### Required action
Your answer should hold all lines of the entries that include the word "lectern".

### Information
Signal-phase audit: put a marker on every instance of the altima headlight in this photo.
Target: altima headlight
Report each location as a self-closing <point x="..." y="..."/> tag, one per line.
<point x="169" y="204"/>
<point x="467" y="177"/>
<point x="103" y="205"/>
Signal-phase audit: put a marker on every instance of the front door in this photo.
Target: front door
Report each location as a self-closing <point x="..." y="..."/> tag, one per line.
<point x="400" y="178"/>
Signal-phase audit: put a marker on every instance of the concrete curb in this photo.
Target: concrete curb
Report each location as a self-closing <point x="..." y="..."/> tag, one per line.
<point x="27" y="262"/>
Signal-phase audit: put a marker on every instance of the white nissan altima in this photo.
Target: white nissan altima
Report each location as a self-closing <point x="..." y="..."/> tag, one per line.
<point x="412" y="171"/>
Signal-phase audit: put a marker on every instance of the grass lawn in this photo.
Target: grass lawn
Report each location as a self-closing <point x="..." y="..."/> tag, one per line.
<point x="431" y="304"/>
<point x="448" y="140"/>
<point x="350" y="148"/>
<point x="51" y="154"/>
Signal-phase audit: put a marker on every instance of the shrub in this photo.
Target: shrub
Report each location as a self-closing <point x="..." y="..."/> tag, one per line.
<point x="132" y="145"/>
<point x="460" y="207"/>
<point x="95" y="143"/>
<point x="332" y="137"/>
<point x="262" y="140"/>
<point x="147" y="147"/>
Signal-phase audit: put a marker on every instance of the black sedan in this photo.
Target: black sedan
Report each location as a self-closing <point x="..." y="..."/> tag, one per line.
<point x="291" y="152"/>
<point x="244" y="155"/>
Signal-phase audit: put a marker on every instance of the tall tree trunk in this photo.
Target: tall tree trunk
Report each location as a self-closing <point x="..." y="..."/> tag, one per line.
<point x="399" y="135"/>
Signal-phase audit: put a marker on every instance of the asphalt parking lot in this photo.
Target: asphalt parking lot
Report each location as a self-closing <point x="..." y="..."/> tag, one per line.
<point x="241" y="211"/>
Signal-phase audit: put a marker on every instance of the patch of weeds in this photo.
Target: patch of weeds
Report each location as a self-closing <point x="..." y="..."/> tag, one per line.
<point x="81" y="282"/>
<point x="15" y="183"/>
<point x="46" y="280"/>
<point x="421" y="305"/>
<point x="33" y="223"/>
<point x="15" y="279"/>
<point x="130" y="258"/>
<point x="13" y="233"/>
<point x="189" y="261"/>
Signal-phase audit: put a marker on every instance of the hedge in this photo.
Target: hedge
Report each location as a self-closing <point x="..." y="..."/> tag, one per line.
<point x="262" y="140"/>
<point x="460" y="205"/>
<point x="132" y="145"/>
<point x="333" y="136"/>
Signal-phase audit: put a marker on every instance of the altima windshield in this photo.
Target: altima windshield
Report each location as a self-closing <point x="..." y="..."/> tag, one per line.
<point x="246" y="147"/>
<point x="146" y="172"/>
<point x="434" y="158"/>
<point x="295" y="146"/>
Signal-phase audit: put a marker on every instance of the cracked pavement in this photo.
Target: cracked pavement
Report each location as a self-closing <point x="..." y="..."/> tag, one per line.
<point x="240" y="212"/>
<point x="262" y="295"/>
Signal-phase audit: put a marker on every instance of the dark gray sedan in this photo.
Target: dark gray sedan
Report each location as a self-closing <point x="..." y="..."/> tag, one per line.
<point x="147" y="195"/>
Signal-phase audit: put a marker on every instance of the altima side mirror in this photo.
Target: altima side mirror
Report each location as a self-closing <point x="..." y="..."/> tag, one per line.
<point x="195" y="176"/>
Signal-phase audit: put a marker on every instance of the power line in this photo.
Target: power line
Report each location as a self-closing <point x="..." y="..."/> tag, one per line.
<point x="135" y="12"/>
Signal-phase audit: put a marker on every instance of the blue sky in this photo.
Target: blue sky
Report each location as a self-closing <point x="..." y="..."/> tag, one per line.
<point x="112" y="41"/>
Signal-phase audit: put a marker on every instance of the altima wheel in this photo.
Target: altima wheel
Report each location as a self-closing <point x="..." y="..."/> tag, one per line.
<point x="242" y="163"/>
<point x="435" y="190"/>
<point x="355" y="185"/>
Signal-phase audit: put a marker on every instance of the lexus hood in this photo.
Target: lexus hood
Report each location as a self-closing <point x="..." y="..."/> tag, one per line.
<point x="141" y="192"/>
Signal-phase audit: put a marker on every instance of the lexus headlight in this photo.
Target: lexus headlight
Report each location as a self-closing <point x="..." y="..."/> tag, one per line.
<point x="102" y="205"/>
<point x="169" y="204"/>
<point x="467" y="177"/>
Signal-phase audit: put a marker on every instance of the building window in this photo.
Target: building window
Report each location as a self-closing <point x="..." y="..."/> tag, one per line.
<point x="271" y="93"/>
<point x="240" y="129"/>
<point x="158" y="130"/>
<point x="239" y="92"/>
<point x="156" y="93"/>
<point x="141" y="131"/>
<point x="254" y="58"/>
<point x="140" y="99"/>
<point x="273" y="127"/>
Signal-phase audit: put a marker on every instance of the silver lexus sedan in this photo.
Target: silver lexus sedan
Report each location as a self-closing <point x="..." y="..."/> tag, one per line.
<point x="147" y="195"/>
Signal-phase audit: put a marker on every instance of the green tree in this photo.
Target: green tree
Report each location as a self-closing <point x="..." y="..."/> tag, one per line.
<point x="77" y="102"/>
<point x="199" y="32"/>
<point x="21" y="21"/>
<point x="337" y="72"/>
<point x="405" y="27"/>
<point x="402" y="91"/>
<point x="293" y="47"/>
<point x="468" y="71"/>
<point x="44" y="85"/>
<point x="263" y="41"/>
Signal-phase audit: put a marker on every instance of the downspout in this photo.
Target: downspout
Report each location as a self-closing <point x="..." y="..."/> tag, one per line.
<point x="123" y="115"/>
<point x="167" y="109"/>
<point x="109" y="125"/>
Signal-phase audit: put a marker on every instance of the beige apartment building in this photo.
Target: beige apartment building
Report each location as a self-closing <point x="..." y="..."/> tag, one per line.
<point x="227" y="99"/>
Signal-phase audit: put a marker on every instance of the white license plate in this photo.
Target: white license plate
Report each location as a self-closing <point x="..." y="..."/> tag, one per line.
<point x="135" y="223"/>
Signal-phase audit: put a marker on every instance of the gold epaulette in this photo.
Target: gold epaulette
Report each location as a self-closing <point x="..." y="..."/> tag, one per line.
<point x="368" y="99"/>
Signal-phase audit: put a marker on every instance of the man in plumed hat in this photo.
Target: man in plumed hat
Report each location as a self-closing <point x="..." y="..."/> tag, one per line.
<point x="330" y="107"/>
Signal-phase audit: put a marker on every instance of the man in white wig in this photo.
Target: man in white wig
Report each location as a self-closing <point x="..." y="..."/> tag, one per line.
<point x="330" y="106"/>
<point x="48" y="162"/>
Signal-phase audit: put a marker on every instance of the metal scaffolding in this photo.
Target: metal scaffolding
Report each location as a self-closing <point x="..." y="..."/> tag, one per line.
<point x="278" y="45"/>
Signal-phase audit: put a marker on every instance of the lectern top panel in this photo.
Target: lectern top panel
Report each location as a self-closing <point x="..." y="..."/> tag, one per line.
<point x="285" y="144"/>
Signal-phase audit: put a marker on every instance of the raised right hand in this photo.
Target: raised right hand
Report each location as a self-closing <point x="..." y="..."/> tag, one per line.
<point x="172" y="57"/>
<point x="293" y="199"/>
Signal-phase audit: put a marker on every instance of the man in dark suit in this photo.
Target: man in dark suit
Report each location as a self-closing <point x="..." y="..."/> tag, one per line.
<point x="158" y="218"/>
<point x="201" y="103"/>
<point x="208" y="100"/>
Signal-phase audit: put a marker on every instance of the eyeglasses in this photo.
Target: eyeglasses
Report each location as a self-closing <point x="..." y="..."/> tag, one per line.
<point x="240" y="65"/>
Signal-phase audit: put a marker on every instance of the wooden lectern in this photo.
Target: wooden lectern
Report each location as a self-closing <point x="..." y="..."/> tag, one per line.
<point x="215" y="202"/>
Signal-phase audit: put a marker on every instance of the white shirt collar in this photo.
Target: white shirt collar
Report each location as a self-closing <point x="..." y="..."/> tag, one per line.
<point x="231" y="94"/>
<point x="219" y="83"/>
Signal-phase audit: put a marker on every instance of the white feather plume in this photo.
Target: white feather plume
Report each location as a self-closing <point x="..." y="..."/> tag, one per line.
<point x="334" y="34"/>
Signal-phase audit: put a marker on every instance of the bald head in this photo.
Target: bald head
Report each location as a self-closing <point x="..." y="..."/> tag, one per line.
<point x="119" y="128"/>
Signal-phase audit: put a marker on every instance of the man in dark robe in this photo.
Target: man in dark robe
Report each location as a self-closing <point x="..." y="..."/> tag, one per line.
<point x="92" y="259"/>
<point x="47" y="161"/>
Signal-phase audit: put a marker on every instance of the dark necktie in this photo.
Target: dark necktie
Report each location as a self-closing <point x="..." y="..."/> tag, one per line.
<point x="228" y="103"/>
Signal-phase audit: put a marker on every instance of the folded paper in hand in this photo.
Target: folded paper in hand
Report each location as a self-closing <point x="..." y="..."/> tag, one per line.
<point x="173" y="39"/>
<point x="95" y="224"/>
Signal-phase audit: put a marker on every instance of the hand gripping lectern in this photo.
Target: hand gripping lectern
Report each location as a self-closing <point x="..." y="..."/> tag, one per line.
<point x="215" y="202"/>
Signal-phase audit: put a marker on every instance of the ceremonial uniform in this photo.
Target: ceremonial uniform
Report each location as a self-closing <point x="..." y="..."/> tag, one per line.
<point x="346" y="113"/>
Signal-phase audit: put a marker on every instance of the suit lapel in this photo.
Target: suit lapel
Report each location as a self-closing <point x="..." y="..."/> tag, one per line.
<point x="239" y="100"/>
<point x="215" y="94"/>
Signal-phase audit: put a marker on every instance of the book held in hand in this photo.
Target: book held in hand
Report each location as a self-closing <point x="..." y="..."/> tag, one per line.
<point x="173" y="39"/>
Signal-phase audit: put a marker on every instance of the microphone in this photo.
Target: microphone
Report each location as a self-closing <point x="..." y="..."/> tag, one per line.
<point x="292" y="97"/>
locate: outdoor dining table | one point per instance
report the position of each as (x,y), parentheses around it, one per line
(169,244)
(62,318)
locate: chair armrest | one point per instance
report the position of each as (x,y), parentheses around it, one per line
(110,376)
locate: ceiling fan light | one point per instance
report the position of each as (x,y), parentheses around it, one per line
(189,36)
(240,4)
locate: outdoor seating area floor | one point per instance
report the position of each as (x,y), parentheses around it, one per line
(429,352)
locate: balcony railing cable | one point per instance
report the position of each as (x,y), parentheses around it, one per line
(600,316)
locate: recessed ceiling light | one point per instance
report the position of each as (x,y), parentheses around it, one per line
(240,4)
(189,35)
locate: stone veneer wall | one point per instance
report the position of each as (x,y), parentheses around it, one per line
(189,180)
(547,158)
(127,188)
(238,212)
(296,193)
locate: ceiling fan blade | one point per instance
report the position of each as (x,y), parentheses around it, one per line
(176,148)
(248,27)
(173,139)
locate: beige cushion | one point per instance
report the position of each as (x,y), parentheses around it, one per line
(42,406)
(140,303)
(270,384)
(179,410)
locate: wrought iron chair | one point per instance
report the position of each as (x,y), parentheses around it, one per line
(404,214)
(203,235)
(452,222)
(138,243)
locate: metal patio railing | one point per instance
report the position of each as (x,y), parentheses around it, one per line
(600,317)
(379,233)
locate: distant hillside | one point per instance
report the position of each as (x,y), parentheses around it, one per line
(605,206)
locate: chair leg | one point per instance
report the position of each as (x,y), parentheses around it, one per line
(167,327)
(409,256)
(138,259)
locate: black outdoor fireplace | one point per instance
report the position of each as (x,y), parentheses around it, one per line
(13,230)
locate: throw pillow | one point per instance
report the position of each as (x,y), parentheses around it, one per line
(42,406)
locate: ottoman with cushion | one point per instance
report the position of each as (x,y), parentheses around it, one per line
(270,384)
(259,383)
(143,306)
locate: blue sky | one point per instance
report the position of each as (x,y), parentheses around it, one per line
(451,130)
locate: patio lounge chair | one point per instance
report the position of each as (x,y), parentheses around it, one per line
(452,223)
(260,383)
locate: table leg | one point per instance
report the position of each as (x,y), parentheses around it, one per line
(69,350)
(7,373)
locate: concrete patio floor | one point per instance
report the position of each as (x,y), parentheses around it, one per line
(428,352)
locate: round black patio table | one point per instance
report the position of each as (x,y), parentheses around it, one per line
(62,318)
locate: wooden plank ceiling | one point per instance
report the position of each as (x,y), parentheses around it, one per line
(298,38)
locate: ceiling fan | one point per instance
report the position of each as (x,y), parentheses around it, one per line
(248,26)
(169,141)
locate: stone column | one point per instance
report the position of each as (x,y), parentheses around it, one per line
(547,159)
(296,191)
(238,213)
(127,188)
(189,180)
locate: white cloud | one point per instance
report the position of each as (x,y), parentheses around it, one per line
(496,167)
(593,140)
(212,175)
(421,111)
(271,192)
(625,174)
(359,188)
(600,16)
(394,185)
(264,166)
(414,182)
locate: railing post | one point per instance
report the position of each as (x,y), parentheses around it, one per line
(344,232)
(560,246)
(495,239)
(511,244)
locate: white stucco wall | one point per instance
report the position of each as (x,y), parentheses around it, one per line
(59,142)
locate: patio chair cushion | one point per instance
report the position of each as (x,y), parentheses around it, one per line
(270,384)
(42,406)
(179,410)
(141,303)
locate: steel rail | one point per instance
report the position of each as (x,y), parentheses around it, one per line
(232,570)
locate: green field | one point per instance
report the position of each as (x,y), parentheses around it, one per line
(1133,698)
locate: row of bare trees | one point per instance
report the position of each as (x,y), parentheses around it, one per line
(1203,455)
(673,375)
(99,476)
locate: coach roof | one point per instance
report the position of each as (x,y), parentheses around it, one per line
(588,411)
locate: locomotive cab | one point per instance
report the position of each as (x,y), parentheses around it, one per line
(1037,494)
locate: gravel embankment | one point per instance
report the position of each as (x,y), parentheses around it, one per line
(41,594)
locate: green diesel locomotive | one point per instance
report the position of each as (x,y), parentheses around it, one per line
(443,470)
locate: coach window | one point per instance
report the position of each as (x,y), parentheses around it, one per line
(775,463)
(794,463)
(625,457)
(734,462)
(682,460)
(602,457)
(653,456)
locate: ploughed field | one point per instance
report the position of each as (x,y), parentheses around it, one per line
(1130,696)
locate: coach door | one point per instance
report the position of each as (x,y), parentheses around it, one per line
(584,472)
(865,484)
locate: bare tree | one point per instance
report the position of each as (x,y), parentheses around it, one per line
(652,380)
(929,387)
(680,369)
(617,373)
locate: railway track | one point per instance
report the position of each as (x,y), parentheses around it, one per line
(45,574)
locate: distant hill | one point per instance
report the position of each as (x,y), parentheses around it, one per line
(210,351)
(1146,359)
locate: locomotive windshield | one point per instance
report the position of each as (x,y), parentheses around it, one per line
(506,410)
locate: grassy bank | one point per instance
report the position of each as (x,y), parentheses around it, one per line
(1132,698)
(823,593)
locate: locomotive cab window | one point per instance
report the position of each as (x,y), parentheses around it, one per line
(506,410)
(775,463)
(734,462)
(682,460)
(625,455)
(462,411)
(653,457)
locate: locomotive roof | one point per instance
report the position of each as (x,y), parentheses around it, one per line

### Expected answer
Signal-phase audit: put a marker on every instance of the lectern top panel in this photo.
Target: lectern top panel
Signal-phase audit: put a marker on every instance of the wooden lectern in this photo.
Target: wooden lectern
Signal-phase audit: put a marker on every instance of the hand gripping lectern in this photo.
Target: hand gripping lectern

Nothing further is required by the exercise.